Exercise passage:

Pharma exports likely to dip in next 5 yrs: CRISIL
The Dollar Business Bureau
The growth of Indian pharmaceutical exports is likely to come down to 10-12% y-o-y during the next five years, when compared to the growth of 19% in the past ten years, as per CRISIL Research. Due to the decreasing value of off-patent drugs and increasing pressure on prices, the exports of generics have less impact on the growth of the pharma industry, it said.
According to CRISIL Research, Indian pharma companies must enhance their investments in new molecules for sustainable growth till 2020 and beyond. The domestic companies shall also prepare a roadmap related to the growth of lower generics. In the last 10 years, process chemistry skills have helped pharma companies to clone off-patent drugs by tweaking their molecules at affordable manufacturing cost.
Now, the competition has become severe for bigger players as the number of abbreviated new drug applications (ANDAs) filed has increased at the US Food and Drugs Administration (USFDA). Moreover, consolidation of the US distribution channels could bring down the pricing power of Indian drug manufacturers.

Information given:
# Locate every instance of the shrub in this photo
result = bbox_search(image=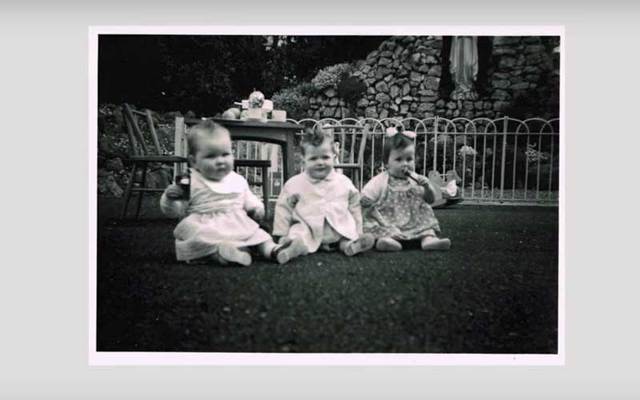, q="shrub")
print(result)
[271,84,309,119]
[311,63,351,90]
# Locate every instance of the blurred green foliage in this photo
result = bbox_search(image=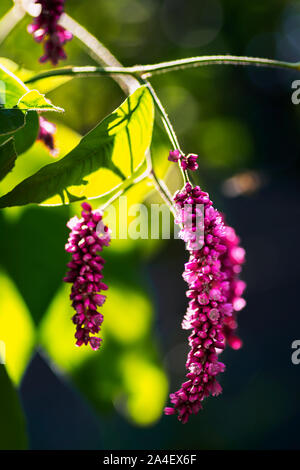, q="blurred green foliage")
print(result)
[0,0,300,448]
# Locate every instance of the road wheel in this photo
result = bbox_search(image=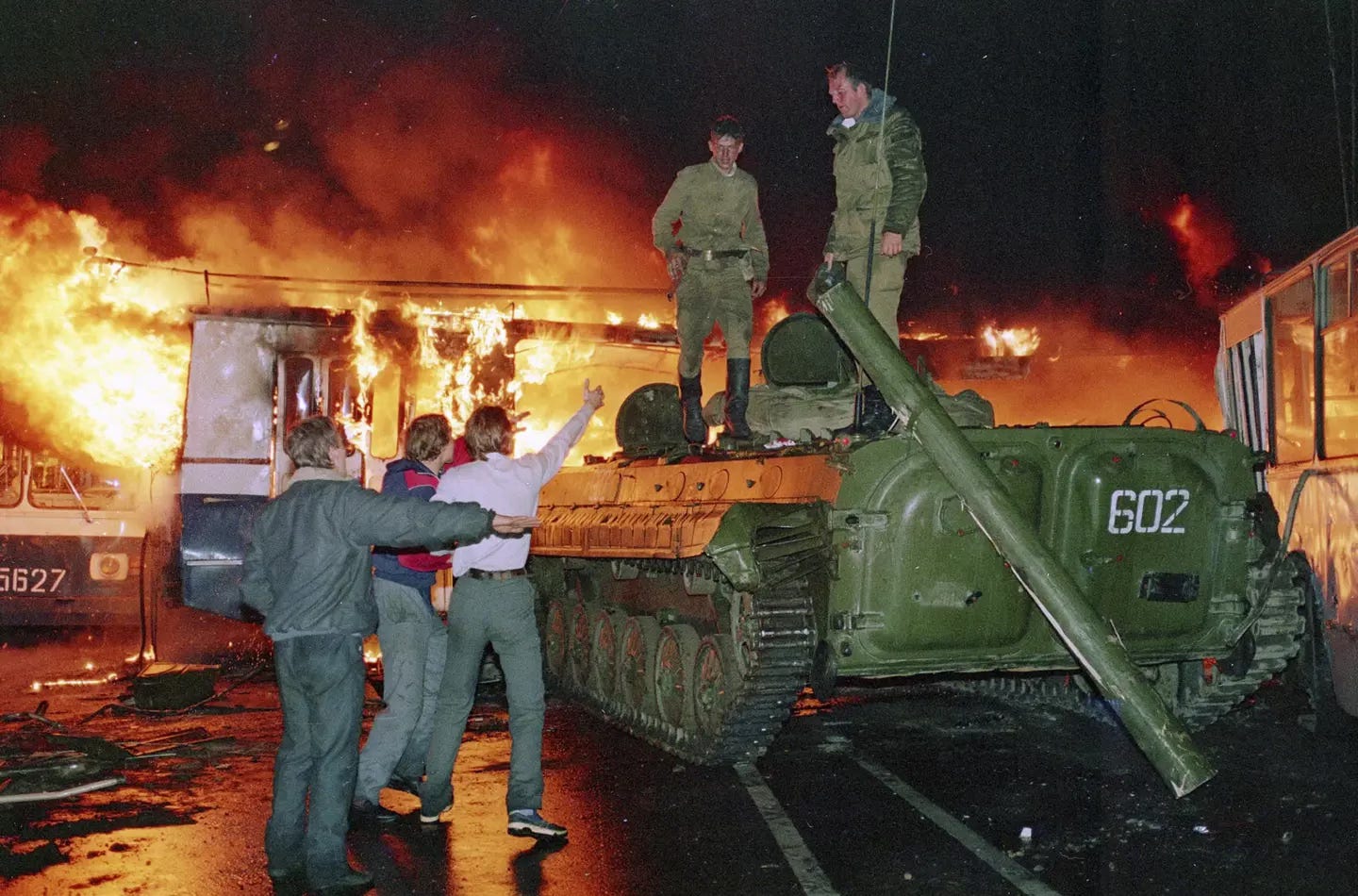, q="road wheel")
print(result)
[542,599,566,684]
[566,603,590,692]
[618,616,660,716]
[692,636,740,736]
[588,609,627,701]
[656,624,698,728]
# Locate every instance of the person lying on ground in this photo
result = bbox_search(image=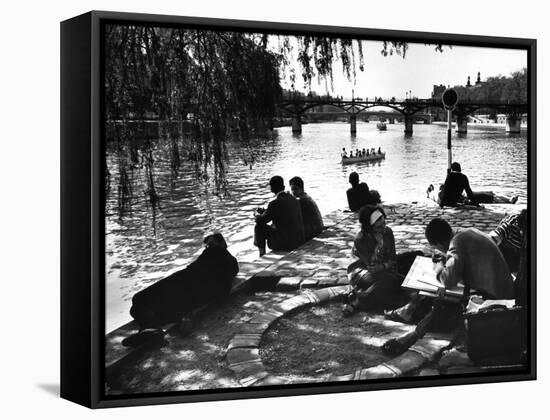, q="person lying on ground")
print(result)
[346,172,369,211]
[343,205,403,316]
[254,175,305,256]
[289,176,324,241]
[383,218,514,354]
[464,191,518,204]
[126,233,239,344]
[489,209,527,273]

Work order: According to the article on Indian pharmaceutical exports, what annual growth rate is expected over the next five years?

Solution to this task: Growth is expected to slow to 10-12% year on year.